Excerpted text >>
---+---

Clarence H. Beecher (October 9, 1877 – November 21, 1959) was an American physician and politician who served as the 25th Mayor of Burlington, Vermont. His eight-vote victory against James E. Burke in 1927 is the smallest margin of victory in any Burlington mayoral race.

==Early life==
Beecher was born on a farm in Granville, New York on October 9, 1877, the son David O. Beecher and Mary E. Waring. In 1900, he graduated from the University of Vermont medical college with highest honors. He did post-graduate studies in Boston, New York City, and Philadelphia, as well as studying internal medicine in Vienna, Austria. He practiced in Burlington and was a member of the faculty at the University of Vermont. Beecher was the first doctor to use insulin in Vermont.

==Career==
In 1919, he was given the Republican nomination for Ward Two's alderman election and defeated Robert Cannon with 601 votes to 257 votes. On February 20, 1922, he was renominated by the Republican city committee for alderman and faced no opposition in the election due to the Democratic city committee not selecting a candidate. On February 16, 1924, he declined to seek reelection and the Republican nomination for Ward Two's alderman was given to Ralph H. Robinson.

---+---

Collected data
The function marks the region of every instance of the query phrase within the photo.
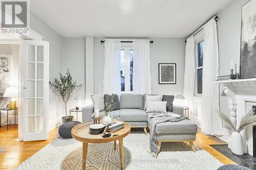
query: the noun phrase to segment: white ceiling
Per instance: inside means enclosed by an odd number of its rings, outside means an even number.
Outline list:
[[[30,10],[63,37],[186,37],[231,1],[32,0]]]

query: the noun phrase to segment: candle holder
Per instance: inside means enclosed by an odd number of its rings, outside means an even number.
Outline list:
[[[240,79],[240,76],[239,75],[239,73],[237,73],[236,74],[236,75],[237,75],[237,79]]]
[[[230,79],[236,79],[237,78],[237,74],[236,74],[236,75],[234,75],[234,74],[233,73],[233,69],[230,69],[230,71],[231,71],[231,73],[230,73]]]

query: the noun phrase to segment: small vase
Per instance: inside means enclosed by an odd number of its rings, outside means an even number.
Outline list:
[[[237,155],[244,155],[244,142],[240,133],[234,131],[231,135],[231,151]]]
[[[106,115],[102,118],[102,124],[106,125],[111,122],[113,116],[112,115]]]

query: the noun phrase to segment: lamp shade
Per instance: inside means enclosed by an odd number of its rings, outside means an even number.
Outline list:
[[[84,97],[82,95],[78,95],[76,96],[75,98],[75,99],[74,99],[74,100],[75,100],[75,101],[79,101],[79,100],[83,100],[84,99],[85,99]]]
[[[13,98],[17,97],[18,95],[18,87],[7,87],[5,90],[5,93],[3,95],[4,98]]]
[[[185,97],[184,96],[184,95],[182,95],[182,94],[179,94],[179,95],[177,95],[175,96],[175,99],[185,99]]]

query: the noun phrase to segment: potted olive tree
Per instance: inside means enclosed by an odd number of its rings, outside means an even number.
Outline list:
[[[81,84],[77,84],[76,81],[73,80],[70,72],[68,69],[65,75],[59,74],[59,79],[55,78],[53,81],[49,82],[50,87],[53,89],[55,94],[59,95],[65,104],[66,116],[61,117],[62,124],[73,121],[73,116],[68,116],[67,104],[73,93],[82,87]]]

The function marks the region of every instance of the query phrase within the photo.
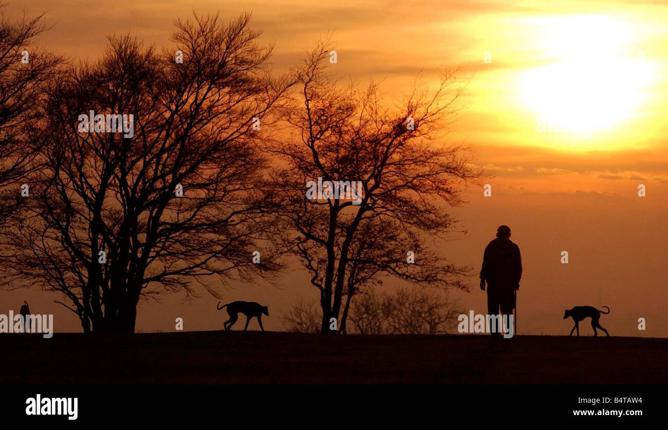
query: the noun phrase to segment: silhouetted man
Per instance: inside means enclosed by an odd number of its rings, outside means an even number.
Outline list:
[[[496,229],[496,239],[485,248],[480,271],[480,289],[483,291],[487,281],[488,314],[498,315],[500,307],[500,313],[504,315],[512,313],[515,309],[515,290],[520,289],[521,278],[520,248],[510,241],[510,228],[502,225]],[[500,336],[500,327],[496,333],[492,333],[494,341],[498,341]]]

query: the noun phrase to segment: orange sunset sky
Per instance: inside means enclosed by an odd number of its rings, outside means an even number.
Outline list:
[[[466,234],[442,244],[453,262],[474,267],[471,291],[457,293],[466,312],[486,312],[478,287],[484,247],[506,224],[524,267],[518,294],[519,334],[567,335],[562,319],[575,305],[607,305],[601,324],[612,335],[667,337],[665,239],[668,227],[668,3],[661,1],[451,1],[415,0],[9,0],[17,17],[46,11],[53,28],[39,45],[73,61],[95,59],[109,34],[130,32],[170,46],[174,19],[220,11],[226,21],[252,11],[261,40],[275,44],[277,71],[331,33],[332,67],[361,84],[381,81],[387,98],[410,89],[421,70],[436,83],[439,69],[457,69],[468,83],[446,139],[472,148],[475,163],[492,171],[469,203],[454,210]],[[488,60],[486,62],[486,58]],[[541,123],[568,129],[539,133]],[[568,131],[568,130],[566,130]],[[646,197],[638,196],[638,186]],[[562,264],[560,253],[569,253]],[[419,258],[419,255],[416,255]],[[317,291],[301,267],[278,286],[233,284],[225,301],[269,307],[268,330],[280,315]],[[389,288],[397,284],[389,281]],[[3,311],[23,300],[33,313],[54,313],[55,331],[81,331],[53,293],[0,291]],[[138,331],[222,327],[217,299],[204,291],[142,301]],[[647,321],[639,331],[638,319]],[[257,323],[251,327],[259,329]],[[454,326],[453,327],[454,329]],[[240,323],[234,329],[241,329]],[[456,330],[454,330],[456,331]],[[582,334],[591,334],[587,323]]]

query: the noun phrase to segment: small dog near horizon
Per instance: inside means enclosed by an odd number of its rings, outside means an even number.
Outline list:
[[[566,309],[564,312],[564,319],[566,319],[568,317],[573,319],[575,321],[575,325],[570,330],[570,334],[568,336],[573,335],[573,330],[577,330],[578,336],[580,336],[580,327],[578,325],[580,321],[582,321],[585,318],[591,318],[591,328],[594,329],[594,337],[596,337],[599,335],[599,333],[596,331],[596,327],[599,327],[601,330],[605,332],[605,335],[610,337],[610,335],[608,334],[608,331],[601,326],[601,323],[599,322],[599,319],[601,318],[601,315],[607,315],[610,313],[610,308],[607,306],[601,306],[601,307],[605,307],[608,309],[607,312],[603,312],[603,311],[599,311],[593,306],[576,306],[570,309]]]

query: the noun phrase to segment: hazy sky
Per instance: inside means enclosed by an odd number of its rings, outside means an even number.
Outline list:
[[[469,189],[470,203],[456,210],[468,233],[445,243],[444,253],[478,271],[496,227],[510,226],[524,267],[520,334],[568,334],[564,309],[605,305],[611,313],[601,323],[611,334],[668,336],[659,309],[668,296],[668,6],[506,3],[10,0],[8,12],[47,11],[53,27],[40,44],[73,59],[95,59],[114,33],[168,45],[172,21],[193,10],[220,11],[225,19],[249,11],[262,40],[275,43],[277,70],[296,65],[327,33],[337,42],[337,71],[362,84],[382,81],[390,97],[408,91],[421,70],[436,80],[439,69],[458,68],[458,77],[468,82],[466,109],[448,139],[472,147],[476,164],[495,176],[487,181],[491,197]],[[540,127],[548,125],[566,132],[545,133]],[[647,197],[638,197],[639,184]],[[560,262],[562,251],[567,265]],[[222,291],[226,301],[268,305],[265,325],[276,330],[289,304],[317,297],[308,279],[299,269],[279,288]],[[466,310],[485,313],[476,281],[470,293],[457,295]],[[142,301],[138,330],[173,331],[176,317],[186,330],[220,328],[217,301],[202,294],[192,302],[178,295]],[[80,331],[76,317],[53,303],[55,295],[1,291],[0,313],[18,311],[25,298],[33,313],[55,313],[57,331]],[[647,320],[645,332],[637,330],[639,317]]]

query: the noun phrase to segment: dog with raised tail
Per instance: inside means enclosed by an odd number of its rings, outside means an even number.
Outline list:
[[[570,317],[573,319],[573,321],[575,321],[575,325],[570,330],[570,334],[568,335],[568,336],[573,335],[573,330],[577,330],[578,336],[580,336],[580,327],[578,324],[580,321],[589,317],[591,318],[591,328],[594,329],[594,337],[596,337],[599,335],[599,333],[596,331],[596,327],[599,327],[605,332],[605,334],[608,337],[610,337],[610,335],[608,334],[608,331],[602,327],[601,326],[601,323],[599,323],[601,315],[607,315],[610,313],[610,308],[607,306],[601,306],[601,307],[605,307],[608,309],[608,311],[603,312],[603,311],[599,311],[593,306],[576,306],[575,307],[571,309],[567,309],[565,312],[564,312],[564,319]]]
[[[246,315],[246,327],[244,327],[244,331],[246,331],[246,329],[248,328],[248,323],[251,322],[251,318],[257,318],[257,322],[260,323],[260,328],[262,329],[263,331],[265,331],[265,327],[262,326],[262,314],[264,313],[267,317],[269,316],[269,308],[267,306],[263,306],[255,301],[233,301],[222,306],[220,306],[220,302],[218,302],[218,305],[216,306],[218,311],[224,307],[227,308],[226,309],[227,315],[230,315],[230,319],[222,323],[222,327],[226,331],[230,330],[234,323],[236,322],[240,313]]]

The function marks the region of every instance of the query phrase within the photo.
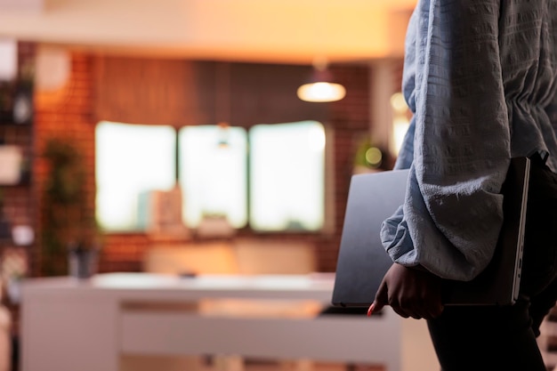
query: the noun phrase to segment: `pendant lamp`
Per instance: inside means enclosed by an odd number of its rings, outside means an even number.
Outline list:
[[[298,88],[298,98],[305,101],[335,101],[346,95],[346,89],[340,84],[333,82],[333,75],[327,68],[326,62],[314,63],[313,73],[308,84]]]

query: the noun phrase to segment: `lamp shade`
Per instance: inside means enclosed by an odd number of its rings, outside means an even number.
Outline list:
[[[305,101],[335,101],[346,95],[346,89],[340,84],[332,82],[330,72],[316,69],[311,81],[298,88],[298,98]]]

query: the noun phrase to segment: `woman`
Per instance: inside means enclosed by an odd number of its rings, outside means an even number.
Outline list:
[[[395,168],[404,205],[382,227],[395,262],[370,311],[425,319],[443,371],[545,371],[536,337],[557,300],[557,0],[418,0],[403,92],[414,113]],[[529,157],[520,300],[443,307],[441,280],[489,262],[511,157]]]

---+---

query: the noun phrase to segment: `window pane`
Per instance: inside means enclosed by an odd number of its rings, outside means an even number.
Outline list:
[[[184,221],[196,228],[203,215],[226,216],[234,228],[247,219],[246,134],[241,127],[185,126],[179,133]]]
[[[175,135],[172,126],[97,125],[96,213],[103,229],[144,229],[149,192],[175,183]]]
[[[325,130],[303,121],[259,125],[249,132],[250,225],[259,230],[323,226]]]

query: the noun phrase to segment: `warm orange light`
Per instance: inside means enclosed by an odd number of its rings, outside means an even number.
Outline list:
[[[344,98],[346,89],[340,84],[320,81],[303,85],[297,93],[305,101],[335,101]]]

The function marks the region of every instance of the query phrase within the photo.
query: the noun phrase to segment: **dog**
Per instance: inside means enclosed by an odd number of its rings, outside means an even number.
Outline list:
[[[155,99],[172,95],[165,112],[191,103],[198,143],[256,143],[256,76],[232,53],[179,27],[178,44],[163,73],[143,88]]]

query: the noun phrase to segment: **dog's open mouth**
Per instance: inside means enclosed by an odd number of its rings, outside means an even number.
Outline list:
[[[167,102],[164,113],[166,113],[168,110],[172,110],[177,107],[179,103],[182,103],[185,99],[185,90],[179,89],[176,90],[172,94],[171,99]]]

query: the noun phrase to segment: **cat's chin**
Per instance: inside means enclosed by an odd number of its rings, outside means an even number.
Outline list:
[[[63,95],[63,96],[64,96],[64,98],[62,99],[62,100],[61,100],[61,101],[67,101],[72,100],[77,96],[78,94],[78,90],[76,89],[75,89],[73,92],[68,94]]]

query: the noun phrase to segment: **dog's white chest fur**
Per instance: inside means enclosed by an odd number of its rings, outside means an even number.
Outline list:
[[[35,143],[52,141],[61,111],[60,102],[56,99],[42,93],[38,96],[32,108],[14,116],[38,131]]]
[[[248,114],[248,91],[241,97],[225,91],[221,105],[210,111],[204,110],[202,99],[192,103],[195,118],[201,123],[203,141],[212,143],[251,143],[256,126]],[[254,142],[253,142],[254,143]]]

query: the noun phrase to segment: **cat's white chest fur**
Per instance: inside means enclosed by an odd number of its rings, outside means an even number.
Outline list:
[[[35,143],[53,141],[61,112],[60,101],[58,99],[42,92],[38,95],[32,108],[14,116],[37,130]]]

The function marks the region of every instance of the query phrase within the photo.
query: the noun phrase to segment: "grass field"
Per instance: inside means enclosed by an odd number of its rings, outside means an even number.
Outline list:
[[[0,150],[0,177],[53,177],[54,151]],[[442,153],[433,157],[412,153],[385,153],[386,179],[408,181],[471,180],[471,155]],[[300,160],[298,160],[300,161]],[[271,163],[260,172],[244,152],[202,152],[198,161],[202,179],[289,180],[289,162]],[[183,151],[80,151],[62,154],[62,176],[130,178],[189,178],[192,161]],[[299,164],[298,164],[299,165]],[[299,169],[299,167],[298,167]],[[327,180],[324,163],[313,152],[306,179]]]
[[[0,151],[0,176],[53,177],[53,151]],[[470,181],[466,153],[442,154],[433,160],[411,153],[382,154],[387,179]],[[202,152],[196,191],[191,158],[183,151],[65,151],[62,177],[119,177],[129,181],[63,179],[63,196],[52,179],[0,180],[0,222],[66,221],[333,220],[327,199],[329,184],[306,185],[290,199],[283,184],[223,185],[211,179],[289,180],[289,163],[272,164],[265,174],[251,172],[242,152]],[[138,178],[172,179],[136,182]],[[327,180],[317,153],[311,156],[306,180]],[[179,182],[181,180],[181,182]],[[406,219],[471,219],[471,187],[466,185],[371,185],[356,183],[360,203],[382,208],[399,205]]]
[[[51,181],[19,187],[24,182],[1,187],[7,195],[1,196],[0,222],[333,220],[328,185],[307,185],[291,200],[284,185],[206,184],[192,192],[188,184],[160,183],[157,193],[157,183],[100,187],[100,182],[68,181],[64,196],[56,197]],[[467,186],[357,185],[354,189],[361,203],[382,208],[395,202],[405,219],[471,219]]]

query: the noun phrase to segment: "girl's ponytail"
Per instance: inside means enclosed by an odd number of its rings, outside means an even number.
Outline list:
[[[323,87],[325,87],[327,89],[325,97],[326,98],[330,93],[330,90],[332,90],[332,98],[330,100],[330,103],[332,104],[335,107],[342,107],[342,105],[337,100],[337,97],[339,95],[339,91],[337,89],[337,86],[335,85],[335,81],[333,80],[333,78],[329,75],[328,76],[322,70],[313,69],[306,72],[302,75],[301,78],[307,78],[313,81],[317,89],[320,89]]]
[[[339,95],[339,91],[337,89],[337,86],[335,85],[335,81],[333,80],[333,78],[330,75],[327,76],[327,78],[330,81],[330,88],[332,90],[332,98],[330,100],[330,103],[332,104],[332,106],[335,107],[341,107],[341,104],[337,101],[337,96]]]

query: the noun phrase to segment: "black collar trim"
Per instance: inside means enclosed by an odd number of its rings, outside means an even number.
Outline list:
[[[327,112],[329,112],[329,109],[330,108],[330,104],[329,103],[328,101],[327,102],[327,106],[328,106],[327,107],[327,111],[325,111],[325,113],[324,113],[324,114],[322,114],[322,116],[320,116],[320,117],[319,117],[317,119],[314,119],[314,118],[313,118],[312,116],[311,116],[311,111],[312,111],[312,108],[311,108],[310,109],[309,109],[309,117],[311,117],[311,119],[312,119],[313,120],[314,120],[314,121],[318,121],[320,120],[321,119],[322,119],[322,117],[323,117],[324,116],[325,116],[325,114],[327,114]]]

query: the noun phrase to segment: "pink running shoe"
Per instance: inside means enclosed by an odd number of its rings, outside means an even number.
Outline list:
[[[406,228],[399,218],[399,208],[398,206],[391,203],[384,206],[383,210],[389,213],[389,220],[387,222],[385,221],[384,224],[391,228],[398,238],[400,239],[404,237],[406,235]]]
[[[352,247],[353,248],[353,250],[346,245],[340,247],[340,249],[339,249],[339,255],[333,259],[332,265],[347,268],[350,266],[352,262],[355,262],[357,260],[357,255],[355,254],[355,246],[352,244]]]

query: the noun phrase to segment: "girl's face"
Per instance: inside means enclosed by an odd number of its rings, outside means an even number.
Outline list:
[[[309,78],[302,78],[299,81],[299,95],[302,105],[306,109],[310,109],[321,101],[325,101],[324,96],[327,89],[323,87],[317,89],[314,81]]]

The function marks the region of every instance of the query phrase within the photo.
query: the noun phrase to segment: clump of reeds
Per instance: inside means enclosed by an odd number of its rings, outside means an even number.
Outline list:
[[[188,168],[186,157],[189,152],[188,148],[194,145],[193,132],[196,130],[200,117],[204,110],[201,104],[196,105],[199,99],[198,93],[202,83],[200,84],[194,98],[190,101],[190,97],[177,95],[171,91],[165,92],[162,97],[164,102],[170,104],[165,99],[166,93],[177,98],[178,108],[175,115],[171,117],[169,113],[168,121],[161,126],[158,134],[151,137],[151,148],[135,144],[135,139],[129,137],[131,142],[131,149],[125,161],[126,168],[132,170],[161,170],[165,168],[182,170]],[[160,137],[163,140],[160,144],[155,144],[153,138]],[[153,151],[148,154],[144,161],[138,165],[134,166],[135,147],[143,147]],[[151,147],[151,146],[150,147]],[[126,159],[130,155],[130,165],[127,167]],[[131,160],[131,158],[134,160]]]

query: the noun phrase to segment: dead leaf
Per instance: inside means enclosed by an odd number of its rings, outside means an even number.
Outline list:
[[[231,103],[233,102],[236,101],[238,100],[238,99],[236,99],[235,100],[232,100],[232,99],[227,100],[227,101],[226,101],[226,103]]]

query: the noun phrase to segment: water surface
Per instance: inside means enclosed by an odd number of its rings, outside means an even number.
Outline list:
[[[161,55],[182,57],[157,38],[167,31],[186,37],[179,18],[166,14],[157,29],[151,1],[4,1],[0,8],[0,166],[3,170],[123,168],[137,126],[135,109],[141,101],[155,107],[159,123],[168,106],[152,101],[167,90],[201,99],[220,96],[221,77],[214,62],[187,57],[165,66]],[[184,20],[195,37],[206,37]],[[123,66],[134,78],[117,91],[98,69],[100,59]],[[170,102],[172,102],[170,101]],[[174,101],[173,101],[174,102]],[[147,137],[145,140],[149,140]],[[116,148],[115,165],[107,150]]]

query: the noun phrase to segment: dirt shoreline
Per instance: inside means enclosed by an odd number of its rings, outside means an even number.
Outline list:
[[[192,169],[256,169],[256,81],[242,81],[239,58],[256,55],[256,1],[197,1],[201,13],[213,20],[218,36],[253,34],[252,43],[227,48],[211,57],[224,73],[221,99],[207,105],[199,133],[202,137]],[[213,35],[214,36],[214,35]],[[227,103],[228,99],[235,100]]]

---+---

Assigned task A >>
Reproduce everything in the Beecher biography from "Clarence H. Beecher" down to "Burlington mayoral race.".
Assigned task B >>
Render this sentence from the Beecher biography in Spanish: "Beecher was the first doctor to use insulin in Vermont."

Answer space A >>
Clarence H. Beecher (October 9, 1877 – November 21, 1959) was an American physician and politician who served as the 25th Mayor of Burlington, Vermont. His eight-vote victory against James E. Burke in 1927 is the smallest margin of victory in any Burlington mayoral race.

Answer space B >>
Beecher fue el primer médico en usar insulina en Vermont.